start PASSAGE PROVIDED
Reflexive and Transitive Relation is not necessarily Symmetric
Theorem
Let $S$ be a set.
Let $\alpha \subseteq S \times S$ be a relation on $S$.
Let $\alpha$ be both reflexive and transitive.
Then it is not necessarily the case that $\alpha$ is also symmetric.
Proof 1
Let $S = \set {a, b, c}$.
Let:
- $\alpha = \set {\tuple {a, a}, \tuple {b, b}, \tuple {c, c}, \tuple {a, b}, \tuple {b, c}, \tuple {a, c} }$
By inspection it is seen that $\alpha$ is both reflexive and transitive.
However, we have:
- $a \mathrel \alpha b$
but it is not the case that $b \mathrel \alpha a$.
Hence $\alpha$ is both reflexive and transitive but not symmetric.
$\blacksquare$
Proof 2
Let $S = \Z$ be the set of integers.
Let $\alpha$ be the relation on $S$ defined as:
- $\forall x, y \in S: x \mathrel \alpha y \iff x \le y$
It is seen that:
- $\forall x \in \Z: x \le x$
and so:
- $\forall x \in \Z: x \mathrel \alpha x$
Thus $\alpha$ is reflexive.
Then it is seen that:
- $\forall x, y, z \in \Z: x \le y, y \le z \implies x \le z$
Thus $\alpha$ is transitive.
Now let $x = 1$ and $y = 2$.
Then:
- $x \le y$ but it is not the case that $y \le x$
and so $\alpha$ is not symmetric.
Hence $\alpha$ is both reflexive and transitive but not symmetric.
$\blacksquare$
end PASSAGE PROVIDED
For each statement, say yes or no according to the theorem on reflexive and transitive relations above, and quote the words from the theorem page that decide it.
(a) The first proof uses a set with the three members a, b and c.
(b) The second proof works with the set of real numbers.
(c) The second proof picks x = 1 and y = 2 to show the relation is not symmetric.
start STORED DATA
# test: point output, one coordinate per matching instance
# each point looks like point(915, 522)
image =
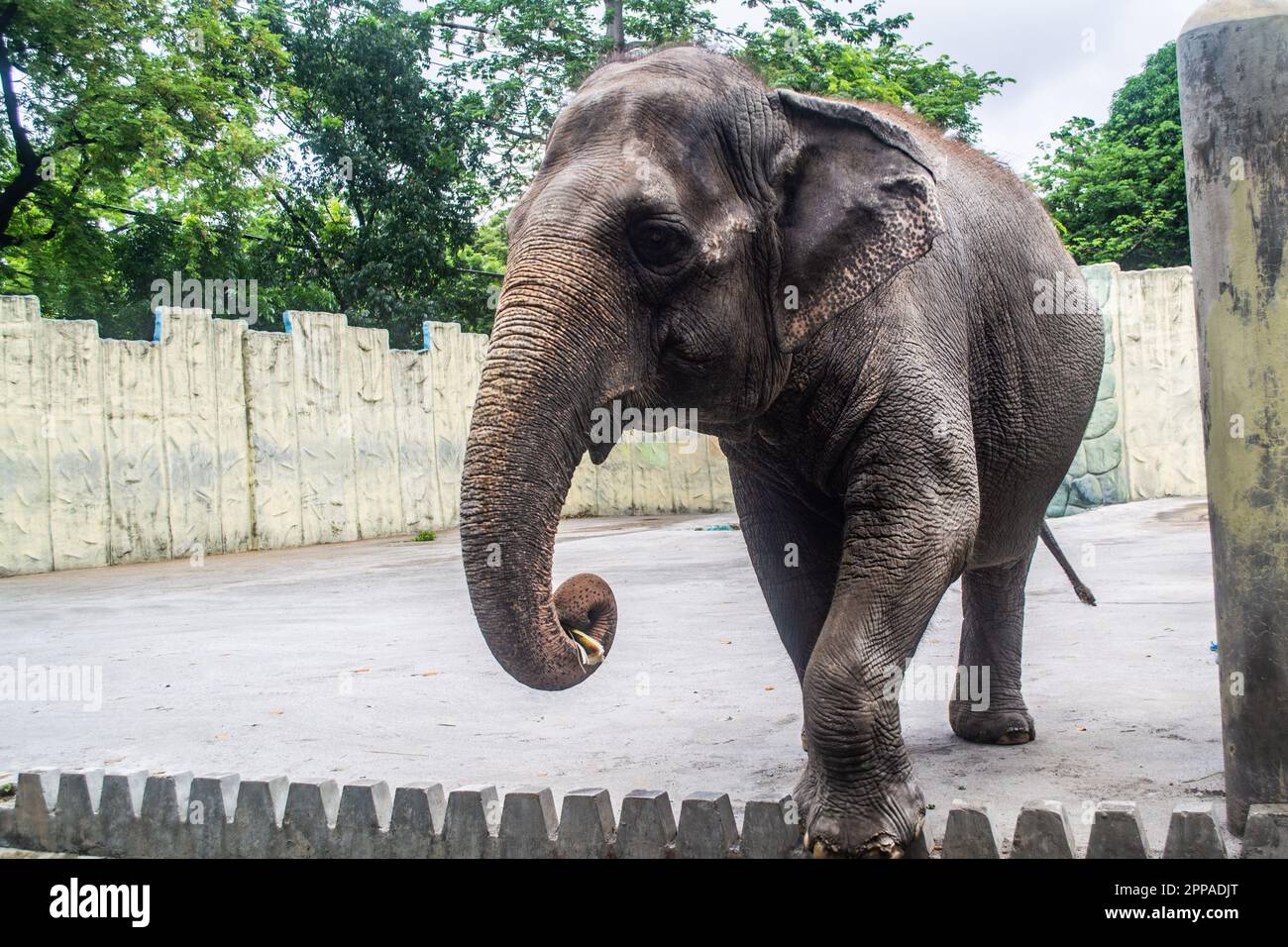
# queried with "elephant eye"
point(658, 244)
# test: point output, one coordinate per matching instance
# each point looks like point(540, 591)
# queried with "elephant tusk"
point(590, 651)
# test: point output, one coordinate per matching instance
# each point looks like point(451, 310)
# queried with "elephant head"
point(686, 236)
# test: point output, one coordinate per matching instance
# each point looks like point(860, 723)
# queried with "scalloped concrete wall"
point(215, 438)
point(218, 438)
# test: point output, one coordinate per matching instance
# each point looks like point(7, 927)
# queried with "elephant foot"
point(1004, 725)
point(887, 826)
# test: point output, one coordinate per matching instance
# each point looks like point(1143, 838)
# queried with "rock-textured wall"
point(219, 438)
point(1145, 436)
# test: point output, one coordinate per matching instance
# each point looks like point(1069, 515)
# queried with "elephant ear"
point(858, 204)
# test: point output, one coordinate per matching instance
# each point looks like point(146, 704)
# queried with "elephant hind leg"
point(988, 706)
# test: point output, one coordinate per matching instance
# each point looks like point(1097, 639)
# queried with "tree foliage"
point(859, 55)
point(1117, 191)
point(351, 155)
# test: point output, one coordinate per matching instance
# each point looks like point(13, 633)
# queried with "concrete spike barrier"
point(416, 825)
point(1193, 832)
point(587, 825)
point(257, 830)
point(647, 827)
point(771, 830)
point(77, 828)
point(162, 830)
point(312, 808)
point(469, 822)
point(119, 812)
point(34, 802)
point(174, 814)
point(969, 832)
point(707, 827)
point(211, 804)
point(362, 823)
point(1266, 834)
point(528, 825)
point(1117, 831)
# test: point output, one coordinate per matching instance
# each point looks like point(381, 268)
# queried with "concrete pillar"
point(1233, 60)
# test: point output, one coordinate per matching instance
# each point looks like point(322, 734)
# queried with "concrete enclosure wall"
point(1145, 434)
point(220, 438)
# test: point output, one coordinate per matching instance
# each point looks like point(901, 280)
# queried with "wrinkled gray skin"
point(905, 424)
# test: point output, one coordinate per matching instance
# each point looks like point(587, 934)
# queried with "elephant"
point(849, 300)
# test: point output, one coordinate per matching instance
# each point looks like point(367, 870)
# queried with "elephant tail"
point(1078, 587)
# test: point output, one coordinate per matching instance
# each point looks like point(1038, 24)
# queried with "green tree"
point(812, 48)
point(1117, 191)
point(381, 184)
point(107, 107)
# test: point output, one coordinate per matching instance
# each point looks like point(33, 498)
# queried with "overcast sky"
point(1067, 56)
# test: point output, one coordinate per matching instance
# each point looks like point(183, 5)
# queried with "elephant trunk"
point(527, 434)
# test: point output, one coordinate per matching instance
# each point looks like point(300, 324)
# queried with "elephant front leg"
point(988, 706)
point(858, 795)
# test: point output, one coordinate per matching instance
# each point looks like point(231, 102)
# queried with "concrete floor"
point(364, 661)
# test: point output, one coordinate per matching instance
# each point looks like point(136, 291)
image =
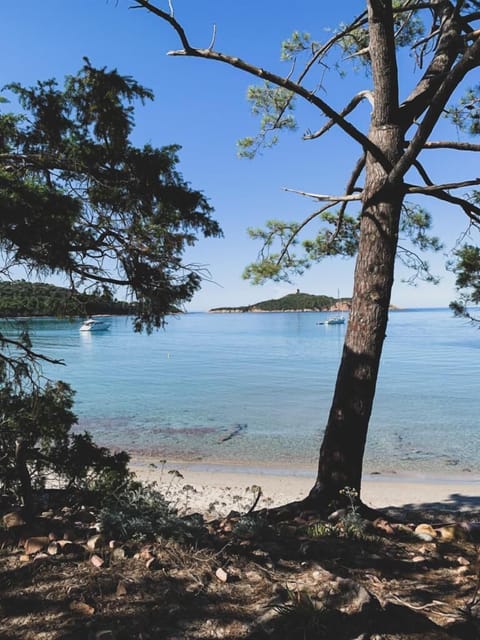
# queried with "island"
point(20, 298)
point(292, 302)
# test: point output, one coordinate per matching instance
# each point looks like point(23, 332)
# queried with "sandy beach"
point(218, 489)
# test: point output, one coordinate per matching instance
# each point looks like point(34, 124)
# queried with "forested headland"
point(292, 302)
point(33, 299)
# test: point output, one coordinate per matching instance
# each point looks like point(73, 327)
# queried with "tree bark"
point(24, 476)
point(341, 454)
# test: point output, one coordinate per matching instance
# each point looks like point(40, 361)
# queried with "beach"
point(219, 489)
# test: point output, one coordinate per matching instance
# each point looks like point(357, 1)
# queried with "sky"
point(202, 106)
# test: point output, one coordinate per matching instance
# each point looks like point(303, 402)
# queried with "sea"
point(252, 390)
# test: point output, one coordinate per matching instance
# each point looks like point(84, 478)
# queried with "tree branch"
point(258, 72)
point(469, 61)
point(448, 144)
point(326, 198)
point(362, 95)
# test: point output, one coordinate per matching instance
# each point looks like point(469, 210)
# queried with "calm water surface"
point(252, 389)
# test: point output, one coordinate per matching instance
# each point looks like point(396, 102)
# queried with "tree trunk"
point(341, 454)
point(24, 476)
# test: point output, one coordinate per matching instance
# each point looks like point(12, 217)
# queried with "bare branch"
point(326, 198)
point(468, 61)
point(362, 95)
point(350, 187)
point(450, 144)
point(280, 81)
point(214, 36)
point(441, 187)
point(470, 209)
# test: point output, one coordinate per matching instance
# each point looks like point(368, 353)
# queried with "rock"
point(384, 525)
point(13, 519)
point(41, 557)
point(152, 563)
point(348, 596)
point(69, 547)
point(84, 516)
point(402, 529)
point(36, 544)
point(82, 608)
point(97, 561)
point(425, 532)
point(95, 542)
point(53, 548)
point(337, 515)
point(221, 575)
point(118, 553)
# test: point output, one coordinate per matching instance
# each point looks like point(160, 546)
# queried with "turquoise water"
point(255, 389)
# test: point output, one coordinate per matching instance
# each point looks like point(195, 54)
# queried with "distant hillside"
point(21, 298)
point(292, 302)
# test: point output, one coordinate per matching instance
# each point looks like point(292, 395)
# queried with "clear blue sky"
point(201, 105)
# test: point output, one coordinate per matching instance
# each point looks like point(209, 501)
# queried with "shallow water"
point(254, 389)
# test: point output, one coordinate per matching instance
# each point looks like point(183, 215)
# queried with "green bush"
point(141, 512)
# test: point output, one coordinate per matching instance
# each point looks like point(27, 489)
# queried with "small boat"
point(335, 320)
point(96, 323)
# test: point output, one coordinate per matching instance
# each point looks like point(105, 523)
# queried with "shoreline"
point(218, 488)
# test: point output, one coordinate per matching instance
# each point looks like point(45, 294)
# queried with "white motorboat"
point(335, 320)
point(96, 323)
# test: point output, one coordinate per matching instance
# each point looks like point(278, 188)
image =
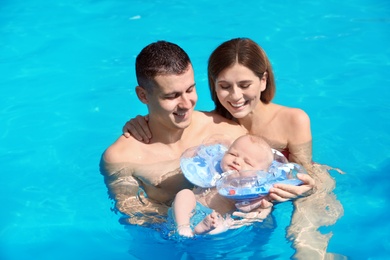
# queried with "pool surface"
point(67, 87)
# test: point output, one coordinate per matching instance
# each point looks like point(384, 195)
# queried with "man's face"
point(172, 102)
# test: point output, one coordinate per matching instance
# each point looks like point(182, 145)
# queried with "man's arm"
point(129, 198)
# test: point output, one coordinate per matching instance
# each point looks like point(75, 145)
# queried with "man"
point(144, 178)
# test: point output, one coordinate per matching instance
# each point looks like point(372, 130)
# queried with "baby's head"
point(248, 152)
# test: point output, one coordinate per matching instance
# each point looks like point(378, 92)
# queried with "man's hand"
point(285, 192)
point(259, 210)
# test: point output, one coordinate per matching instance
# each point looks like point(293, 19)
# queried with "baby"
point(247, 152)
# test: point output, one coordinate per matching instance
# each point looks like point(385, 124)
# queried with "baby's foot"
point(209, 223)
point(185, 231)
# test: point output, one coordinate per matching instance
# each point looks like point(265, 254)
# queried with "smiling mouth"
point(238, 105)
point(232, 168)
point(181, 114)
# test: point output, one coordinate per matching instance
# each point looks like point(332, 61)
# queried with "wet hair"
point(160, 58)
point(248, 53)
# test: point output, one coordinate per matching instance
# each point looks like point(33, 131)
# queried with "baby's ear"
point(142, 94)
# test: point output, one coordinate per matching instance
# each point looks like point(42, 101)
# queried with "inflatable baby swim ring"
point(201, 166)
point(248, 185)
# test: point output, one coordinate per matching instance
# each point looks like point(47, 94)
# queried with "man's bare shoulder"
point(121, 150)
point(217, 124)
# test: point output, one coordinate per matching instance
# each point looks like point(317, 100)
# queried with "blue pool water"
point(67, 87)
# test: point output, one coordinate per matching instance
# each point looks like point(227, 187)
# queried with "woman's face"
point(239, 89)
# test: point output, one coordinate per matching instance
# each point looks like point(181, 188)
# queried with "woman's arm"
point(297, 125)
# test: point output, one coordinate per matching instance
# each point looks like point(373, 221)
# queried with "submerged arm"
point(129, 198)
point(300, 151)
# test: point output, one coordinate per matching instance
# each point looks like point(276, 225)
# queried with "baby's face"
point(243, 155)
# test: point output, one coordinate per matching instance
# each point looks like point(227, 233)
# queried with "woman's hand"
point(251, 212)
point(284, 192)
point(138, 128)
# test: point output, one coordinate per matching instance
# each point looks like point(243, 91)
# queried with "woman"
point(242, 87)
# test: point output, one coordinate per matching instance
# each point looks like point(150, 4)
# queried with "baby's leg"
point(183, 206)
point(212, 224)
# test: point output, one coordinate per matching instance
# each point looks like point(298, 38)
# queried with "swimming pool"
point(67, 78)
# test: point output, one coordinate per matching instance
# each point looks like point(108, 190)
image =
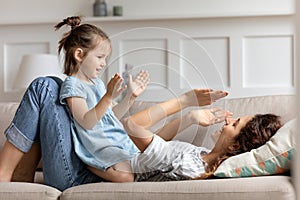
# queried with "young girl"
point(99, 137)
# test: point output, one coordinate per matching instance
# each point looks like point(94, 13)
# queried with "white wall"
point(12, 10)
point(245, 47)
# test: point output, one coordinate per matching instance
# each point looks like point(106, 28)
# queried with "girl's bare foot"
point(202, 97)
point(206, 117)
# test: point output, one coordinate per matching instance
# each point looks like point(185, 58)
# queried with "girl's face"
point(230, 131)
point(94, 62)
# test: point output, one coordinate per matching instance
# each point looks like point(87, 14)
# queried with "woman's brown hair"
point(255, 134)
point(85, 36)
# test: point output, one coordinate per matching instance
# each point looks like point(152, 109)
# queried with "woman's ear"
point(78, 55)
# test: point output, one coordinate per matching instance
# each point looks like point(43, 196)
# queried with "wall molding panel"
point(246, 56)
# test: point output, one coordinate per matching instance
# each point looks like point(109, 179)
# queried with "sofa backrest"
point(283, 105)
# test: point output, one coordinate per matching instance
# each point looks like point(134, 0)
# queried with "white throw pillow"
point(274, 157)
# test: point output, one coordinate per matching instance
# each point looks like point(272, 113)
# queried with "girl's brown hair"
point(255, 134)
point(85, 36)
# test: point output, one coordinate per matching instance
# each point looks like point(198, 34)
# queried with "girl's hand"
point(139, 84)
point(114, 86)
point(206, 117)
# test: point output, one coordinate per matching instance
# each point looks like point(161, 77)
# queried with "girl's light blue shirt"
point(106, 143)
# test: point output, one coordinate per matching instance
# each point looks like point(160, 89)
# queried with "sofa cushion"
point(28, 191)
point(272, 158)
point(258, 188)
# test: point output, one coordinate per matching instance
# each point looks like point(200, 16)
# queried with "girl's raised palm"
point(139, 84)
point(114, 88)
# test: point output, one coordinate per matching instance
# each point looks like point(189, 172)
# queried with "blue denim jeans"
point(41, 118)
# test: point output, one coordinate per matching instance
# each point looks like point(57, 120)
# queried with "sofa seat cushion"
point(258, 188)
point(28, 191)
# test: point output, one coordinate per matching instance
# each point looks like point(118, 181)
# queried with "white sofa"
point(275, 187)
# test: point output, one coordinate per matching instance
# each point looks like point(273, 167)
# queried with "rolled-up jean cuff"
point(15, 137)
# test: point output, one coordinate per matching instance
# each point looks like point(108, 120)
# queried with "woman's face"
point(230, 131)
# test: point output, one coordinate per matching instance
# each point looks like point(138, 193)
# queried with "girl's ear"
point(78, 55)
point(234, 147)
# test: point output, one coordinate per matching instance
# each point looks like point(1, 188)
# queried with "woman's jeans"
point(41, 118)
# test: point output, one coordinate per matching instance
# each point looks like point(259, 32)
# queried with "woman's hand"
point(114, 86)
point(206, 117)
point(139, 84)
point(203, 97)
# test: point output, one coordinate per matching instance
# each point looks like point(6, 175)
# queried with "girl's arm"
point(88, 118)
point(135, 88)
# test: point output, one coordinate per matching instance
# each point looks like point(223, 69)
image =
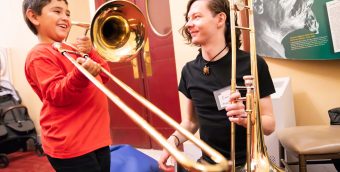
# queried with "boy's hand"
point(84, 44)
point(90, 65)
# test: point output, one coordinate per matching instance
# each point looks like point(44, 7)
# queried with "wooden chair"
point(311, 144)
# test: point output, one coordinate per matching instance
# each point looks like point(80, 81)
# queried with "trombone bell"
point(118, 31)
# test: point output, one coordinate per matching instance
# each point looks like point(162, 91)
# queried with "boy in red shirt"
point(75, 125)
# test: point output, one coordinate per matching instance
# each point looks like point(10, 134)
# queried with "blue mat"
point(125, 158)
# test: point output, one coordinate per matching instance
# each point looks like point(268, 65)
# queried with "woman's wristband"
point(178, 142)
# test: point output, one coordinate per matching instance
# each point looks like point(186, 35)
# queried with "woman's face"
point(201, 24)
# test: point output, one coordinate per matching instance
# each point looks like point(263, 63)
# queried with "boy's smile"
point(54, 23)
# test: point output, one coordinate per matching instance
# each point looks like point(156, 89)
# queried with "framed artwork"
point(297, 29)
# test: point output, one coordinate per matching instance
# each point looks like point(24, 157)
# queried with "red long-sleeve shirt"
point(74, 117)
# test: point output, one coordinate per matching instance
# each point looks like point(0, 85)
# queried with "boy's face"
point(54, 22)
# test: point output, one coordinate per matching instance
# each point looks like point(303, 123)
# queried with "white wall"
point(16, 36)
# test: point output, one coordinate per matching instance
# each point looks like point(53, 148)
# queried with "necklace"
point(206, 70)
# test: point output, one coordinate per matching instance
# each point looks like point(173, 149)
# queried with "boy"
point(74, 118)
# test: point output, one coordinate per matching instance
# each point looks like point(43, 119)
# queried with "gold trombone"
point(257, 156)
point(118, 33)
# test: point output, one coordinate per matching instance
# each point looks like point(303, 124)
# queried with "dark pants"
point(96, 161)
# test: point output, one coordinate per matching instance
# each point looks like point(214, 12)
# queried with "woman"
point(207, 26)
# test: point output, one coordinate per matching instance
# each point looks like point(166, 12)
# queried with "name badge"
point(222, 97)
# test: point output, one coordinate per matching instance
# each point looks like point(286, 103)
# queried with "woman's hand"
point(236, 111)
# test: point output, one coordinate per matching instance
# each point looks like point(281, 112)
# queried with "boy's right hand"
point(162, 162)
point(90, 65)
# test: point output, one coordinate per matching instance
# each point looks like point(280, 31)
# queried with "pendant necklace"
point(206, 70)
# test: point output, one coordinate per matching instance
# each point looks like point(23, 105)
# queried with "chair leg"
point(302, 164)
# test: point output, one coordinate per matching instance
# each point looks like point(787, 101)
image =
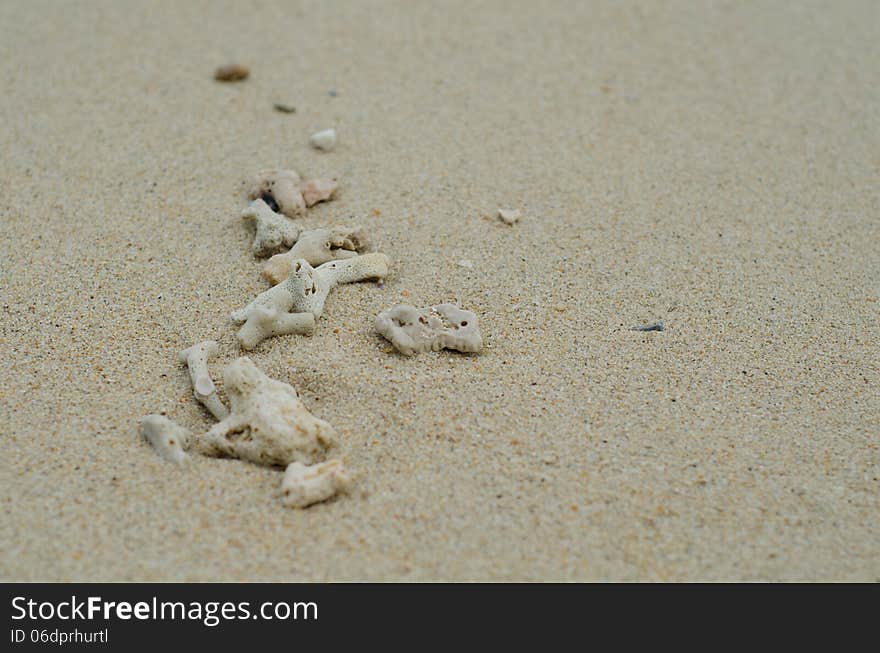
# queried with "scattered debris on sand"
point(267, 424)
point(444, 326)
point(306, 288)
point(196, 359)
point(272, 231)
point(317, 246)
point(305, 485)
point(168, 438)
point(284, 191)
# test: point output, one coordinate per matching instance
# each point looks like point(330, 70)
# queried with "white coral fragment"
point(318, 190)
point(304, 485)
point(323, 140)
point(280, 190)
point(196, 359)
point(168, 438)
point(306, 288)
point(317, 246)
point(285, 191)
point(272, 231)
point(263, 322)
point(509, 216)
point(444, 326)
point(268, 424)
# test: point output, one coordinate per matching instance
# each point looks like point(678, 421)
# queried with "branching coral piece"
point(285, 191)
point(268, 423)
point(413, 331)
point(196, 359)
point(303, 485)
point(318, 190)
point(306, 288)
point(273, 231)
point(263, 322)
point(317, 246)
point(168, 438)
point(280, 190)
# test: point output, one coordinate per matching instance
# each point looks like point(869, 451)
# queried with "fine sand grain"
point(713, 166)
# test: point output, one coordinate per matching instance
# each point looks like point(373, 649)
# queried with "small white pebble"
point(509, 216)
point(323, 140)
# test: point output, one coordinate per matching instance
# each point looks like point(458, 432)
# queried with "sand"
point(711, 165)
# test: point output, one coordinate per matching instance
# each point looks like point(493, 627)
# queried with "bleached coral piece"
point(318, 190)
point(272, 231)
point(196, 359)
point(323, 140)
point(304, 485)
point(268, 424)
point(285, 191)
point(444, 326)
point(265, 322)
point(306, 288)
point(509, 216)
point(168, 438)
point(317, 246)
point(280, 190)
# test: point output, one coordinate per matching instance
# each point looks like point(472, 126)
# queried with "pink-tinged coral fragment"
point(444, 326)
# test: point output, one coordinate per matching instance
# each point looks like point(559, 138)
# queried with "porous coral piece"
point(285, 191)
point(168, 438)
point(268, 424)
point(304, 485)
point(272, 231)
point(317, 246)
point(280, 189)
point(265, 322)
point(306, 288)
point(444, 326)
point(318, 190)
point(196, 359)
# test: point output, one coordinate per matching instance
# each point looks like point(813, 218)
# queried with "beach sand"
point(712, 165)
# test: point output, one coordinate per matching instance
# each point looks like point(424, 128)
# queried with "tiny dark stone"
point(657, 326)
point(268, 199)
point(231, 73)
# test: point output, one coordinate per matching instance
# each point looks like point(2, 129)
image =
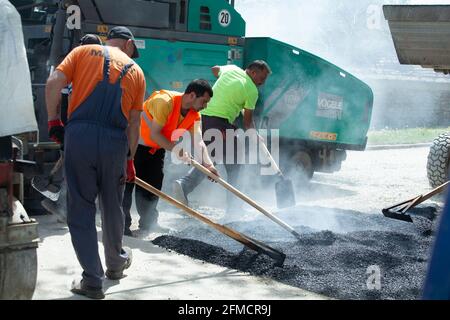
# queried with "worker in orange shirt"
point(108, 90)
point(167, 116)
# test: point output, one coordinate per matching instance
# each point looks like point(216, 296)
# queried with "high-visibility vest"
point(171, 130)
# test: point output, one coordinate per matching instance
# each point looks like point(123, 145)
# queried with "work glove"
point(56, 131)
point(131, 171)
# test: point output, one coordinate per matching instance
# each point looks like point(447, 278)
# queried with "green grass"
point(404, 136)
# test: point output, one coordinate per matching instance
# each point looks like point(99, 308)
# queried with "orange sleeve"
point(140, 91)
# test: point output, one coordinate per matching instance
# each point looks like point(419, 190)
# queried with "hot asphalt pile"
point(335, 257)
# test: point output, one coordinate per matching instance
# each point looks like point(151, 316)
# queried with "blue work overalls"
point(96, 147)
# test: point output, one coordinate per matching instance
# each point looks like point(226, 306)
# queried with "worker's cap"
point(90, 39)
point(123, 33)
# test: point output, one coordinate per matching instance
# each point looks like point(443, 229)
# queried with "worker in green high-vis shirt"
point(234, 91)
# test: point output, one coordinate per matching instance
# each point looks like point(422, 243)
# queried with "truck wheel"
point(438, 161)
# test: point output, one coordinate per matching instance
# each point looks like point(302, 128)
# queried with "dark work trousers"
point(149, 168)
point(96, 146)
point(194, 177)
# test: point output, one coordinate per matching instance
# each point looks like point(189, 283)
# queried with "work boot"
point(118, 274)
point(56, 209)
point(78, 287)
point(179, 193)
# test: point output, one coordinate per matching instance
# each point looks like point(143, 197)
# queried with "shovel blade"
point(285, 194)
point(45, 187)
end STORED DATA
◆ SOLUTION FOR THIS TASK ◆
(a) Yes: "Let $S = \set {a, b, c}$."
(b) No: "Let $S = \Z$ be the set of integers."
(c) Yes: "Now let $x = 1$ and $y = 2$."